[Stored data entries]
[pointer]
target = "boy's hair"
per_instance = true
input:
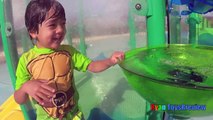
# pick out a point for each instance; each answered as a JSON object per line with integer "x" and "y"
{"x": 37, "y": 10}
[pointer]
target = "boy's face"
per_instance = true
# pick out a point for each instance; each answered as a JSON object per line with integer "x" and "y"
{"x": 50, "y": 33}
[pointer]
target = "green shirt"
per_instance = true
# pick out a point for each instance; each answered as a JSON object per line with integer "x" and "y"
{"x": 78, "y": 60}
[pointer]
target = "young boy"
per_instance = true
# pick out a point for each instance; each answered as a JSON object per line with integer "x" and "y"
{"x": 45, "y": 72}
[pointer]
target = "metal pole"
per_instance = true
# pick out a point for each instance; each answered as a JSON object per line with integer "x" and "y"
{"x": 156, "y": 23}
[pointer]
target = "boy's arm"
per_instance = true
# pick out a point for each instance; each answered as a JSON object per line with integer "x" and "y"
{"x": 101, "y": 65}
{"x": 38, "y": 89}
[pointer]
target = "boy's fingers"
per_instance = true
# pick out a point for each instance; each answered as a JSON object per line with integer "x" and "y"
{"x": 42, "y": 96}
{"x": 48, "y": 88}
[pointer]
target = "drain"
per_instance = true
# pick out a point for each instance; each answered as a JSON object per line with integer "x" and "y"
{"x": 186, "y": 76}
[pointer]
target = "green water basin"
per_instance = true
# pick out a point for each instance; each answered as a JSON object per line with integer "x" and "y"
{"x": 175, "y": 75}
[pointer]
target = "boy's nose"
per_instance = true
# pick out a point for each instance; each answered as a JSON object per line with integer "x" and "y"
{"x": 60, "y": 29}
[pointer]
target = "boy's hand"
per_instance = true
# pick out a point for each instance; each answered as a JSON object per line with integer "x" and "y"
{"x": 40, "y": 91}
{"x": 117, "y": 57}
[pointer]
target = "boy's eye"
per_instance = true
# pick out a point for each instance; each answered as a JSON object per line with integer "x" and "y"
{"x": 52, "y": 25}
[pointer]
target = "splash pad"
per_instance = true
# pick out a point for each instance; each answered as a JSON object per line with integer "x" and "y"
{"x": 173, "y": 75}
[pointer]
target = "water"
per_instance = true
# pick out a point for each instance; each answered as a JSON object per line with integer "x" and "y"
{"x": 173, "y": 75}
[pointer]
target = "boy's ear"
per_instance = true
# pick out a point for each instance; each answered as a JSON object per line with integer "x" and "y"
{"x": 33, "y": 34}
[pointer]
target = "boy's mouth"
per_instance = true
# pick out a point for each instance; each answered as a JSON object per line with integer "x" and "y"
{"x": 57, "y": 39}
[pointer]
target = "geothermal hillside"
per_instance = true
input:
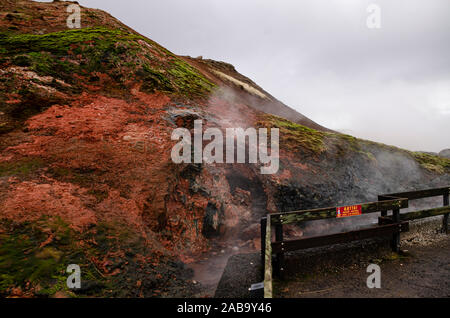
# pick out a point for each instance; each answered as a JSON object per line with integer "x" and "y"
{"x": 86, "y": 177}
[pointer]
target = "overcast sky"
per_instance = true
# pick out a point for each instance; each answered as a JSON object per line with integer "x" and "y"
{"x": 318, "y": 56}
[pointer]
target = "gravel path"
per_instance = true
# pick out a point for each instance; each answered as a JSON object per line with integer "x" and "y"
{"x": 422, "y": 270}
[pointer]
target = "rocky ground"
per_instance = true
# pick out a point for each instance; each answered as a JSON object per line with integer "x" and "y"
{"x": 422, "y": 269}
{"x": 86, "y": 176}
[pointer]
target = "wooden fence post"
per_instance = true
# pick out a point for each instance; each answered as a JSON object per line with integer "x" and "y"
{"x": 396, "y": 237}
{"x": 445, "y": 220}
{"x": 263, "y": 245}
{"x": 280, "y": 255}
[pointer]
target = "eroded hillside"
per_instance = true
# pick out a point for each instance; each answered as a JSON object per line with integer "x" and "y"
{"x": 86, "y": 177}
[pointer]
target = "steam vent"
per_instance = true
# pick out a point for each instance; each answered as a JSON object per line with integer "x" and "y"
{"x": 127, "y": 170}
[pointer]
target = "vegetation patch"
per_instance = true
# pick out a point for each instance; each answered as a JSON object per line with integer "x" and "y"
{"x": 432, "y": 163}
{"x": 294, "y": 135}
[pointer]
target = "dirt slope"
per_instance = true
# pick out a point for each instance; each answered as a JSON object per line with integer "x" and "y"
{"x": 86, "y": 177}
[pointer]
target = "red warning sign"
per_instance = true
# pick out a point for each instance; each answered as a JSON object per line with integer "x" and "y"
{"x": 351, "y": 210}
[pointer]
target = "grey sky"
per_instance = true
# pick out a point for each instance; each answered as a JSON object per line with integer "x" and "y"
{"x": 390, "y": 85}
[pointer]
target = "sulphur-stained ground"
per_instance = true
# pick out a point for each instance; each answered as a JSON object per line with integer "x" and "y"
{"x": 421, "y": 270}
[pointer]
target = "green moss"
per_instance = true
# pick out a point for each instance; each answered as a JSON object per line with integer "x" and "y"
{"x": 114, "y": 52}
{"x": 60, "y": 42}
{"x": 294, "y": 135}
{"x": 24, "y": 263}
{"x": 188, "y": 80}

◆ What this task involves
A faithful reproduction of every entry, with no pictures, is the expected answer.

◆ Solution to this exercise
[pointer]
target = "boy's hair"
per_instance = true
input:
# pick out a point for each instance; each answered as a JSON object per line with integer "x" and "y"
{"x": 37, "y": 10}
[pointer]
target = "boy's face"
per_instance = true
# pick out a point for each instance; each answered as a JSON object per line with integer "x" and "y"
{"x": 50, "y": 33}
[pointer]
target = "green shirt"
per_instance = true
# pick out a point for each instance; each answered as a JSON object per line with integer "x" and "y"
{"x": 78, "y": 60}
[pointer]
target = "young boy"
per_instance = true
# pick out a point for each instance; each answered as a JSON object per line with integer "x" and "y"
{"x": 45, "y": 72}
[pointer]
target = "metal pole"
per_instance = true
# pick out a point for each instance; each answered as a JSON object per line with integer "x" and "y"
{"x": 156, "y": 23}
[pointer]
target = "boy's arm"
per_instance = true
# pick out a point for each instance; each answered as a JSON object per line with integer "x" and "y"
{"x": 101, "y": 65}
{"x": 38, "y": 89}
[pointer]
target = "boy's fingers"
per_instance = true
# pick out a point for each instance; each answered as a JSON object per line with integer "x" and "y"
{"x": 42, "y": 96}
{"x": 48, "y": 88}
[pointer]
target = "drain"
per_instance = true
# pick out a point for each instance; each answered as a JSON object per line with integer "x" and "y"
{"x": 186, "y": 76}
[pointer]
target = "green water basin"
per_instance = true
# pick out a point for each instance; each answered as a JSON object per line with integer "x" and "y"
{"x": 175, "y": 75}
[pointer]
target = "boy's nose"
per_instance = true
# pick out a point for each instance; each answered as a JSON object per line with integer "x" and "y"
{"x": 60, "y": 29}
[pointer]
target = "boy's hand"
per_instance = true
# pick out a point for each instance; each answered as a JSON object per line with integer "x" and "y"
{"x": 40, "y": 91}
{"x": 117, "y": 57}
[pointer]
target = "boy's eye"
per_instance = true
# pick out a point for each instance; each answered as a JSON object per line with integer "x" and "y"
{"x": 52, "y": 25}
[pointer]
target = "splash pad"
per_instance = true
# pick out a point for each instance; each answered as a JSON object per line with integer "x" and "y"
{"x": 173, "y": 75}
[pointer]
target = "water"
per_instance = true
# pick out a point for each instance; each answered as a JSON object per line with integer "x" and "y"
{"x": 173, "y": 75}
[pointer]
target = "boy's ear"
per_instance = true
# pick out a point for each instance; each answered as a JSON object per line with integer "x" and "y"
{"x": 33, "y": 34}
[pointer]
target = "boy's mouth"
per_instance = true
# pick out a point for each instance; each answered as a JSON object per line with integer "x" and "y"
{"x": 57, "y": 39}
[pointer]
target = "geothermal hillside"
per_instance = true
input:
# pick out a point for each instance; each answered as a JSON object per line with integer "x" and "y"
{"x": 86, "y": 177}
[pointer]
target = "overcast sky"
per_instance = true
# pick out a point for each instance; each answered as a JSON object per line with integer "x" and "y"
{"x": 318, "y": 56}
[pointer]
target = "gravel path"
per_instance = true
# pick out a point for each instance; each answered as a JSON object per line with integer "x" and "y"
{"x": 422, "y": 270}
[pointer]
target = "rocky ground"
per_instance = true
# pick out a point for each instance; each answered as a JSON object per line with integer "x" and "y"
{"x": 422, "y": 269}
{"x": 86, "y": 176}
[pointer]
target = "wooden fence post"
per_instance = true
# pick out a point for each instance; each answered as a JSON object per line with integer "x" and "y"
{"x": 396, "y": 237}
{"x": 445, "y": 220}
{"x": 263, "y": 245}
{"x": 280, "y": 255}
[pointer]
target = "eroded hillside"
per_instance = true
# pick out a point for each instance; each answered as a JSON object per line with integer "x" and "y"
{"x": 86, "y": 177}
[pointer]
target = "steam vent"
per_instance = true
# pick out a point for each instance; each answered as a JSON object per line with integer "x" and "y"
{"x": 127, "y": 170}
[pointer]
target = "vegetation patch"
per_instance = true
# pick out a point for each instance; each answered as a JSON object per line with integer "x" and "y"
{"x": 432, "y": 163}
{"x": 294, "y": 135}
[pointer]
target = "dirt slope"
per_instance = true
# pick out a point for each instance; each answered as a JSON object per line with integer "x" and "y"
{"x": 86, "y": 177}
[pointer]
target = "red warning sign"
per_instance = true
# pick out a point for each instance; each answered as a JSON object per line with integer "x" and "y"
{"x": 351, "y": 210}
[pointer]
target = "grey sky"
per_instance = true
# pick out a point for each instance; each answered as a JSON object per line with integer "x" and "y"
{"x": 390, "y": 85}
[pointer]
target = "sulphur-stained ground"
per_instance = true
# pick out a point for each instance; each answered as a JSON object per line with integer "x" and "y"
{"x": 421, "y": 270}
[pointer]
target = "green moss"
per_instance = true
# pick out a point for each instance; each answered as a JSON object per line with integer "x" and "y"
{"x": 114, "y": 52}
{"x": 60, "y": 42}
{"x": 294, "y": 135}
{"x": 24, "y": 263}
{"x": 188, "y": 80}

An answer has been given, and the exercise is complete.